Give every line back verbatim, dropping all images.

— START OF Data to use —

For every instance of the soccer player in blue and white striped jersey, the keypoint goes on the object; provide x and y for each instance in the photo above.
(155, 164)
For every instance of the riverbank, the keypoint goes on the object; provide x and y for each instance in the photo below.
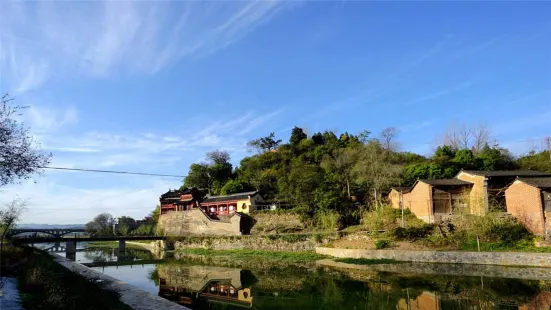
(444, 257)
(44, 284)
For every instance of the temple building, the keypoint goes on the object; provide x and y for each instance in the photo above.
(229, 204)
(193, 198)
(180, 200)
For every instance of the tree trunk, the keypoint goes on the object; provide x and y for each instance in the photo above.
(348, 187)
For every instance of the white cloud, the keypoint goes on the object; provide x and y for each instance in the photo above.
(58, 39)
(48, 119)
(53, 202)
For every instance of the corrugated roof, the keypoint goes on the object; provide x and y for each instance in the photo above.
(237, 196)
(446, 182)
(507, 173)
(542, 183)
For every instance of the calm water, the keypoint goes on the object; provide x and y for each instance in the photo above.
(206, 286)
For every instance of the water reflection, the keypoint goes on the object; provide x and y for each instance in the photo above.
(208, 287)
(202, 286)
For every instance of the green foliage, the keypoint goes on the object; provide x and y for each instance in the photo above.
(102, 225)
(382, 244)
(232, 187)
(365, 261)
(536, 161)
(297, 135)
(412, 233)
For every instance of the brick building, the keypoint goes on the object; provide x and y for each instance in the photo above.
(529, 200)
(489, 187)
(429, 200)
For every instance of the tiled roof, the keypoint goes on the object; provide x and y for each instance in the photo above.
(403, 189)
(542, 183)
(238, 196)
(507, 173)
(446, 182)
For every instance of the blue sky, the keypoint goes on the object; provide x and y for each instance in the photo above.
(152, 86)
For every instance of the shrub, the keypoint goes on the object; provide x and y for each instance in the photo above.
(382, 244)
(413, 233)
(328, 220)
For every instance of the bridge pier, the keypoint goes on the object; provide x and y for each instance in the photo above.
(71, 250)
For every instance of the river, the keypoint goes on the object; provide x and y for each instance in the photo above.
(205, 283)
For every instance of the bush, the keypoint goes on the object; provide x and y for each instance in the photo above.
(382, 244)
(413, 233)
(328, 220)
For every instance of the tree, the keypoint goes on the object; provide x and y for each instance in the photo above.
(19, 153)
(375, 170)
(342, 164)
(297, 135)
(102, 225)
(9, 216)
(232, 187)
(218, 157)
(265, 144)
(198, 176)
(387, 136)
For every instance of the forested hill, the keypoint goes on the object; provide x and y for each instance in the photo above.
(328, 171)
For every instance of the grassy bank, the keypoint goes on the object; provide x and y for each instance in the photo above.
(44, 284)
(365, 261)
(257, 255)
(493, 232)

— END OF Data to use —

### Task answer
For every instance of the soccer player in blue and white striped jersey, the keypoint goes on the object; provide x and y for each instance in the photo above.
(155, 164)
For every instance of the riverbank, the keypoint goes on the object; provide x and y for each instance in the photo below.
(444, 257)
(44, 284)
For every instance of the temple building, the keypoint goes on the object; provide x and y for each instance in the photo above.
(229, 204)
(193, 198)
(180, 200)
For every instance of the tree trunk, the keypoint goes on the object; provide x and y for each instance in the photo above.
(348, 187)
For every instance of the white cloud, the keypoint goes on the object; provide x and y for each instance in the photo above.
(58, 39)
(48, 119)
(53, 202)
For every instance of the corrugated roof, the keypoint goes on the object; provide x and y for each instance in the photo above.
(237, 196)
(446, 182)
(507, 173)
(542, 183)
For every instance of the calm water, the keypoint goes on the object; provide x and y for each instance in the photo above.
(206, 286)
For every instance of the water reflection, the keypoint goes on the object; provide x and y for each instance in the photo above.
(208, 287)
(202, 286)
For every instance of the green foliage, the keypoint goes on the object; provide x and y for each instance in the photo above.
(102, 225)
(382, 244)
(232, 187)
(365, 261)
(536, 161)
(297, 135)
(412, 233)
For every instance of the brick building, the keypoint goes on the object; provide x and y for each instance in the photo above.
(529, 200)
(489, 187)
(429, 200)
For every instance of the tiled roof, the keypoint goes on the object; provide x and y for each instance in the photo above.
(403, 189)
(542, 183)
(238, 196)
(507, 173)
(446, 182)
For every instance of the blue sky, the keypoint goes on the object; provide x and y for each instance in the photo above.
(152, 86)
For every instance of the shrub, the keypoint goes on the object; provide x and y for each instance in the photo above.
(382, 244)
(413, 233)
(328, 220)
For every instance of the bridge pier, the keypoint goes on the object; provide x and y for each instance in the photo above.
(71, 250)
For every instance of the river, the keypoint goes on the object; provide x and y for each instance in the photo above.
(205, 283)
For every instance of the bush, the keypoint goes on the object; provide x and y for each instance in the photo above.
(382, 244)
(413, 233)
(328, 220)
For every instance of the tree, the keypoint goes on the object; provide x and y for each instance in the photo above.
(19, 153)
(375, 170)
(342, 164)
(297, 135)
(102, 225)
(9, 216)
(232, 187)
(218, 157)
(265, 144)
(198, 176)
(387, 136)
For every instance of the forested hill, the keypoint goes on the object; provide x and y for each instance in the photo above.
(328, 171)
For every instance of the grassy bank, the keypoint goes on the object; provide x and y for each instance in the photo above.
(44, 284)
(365, 261)
(257, 255)
(493, 232)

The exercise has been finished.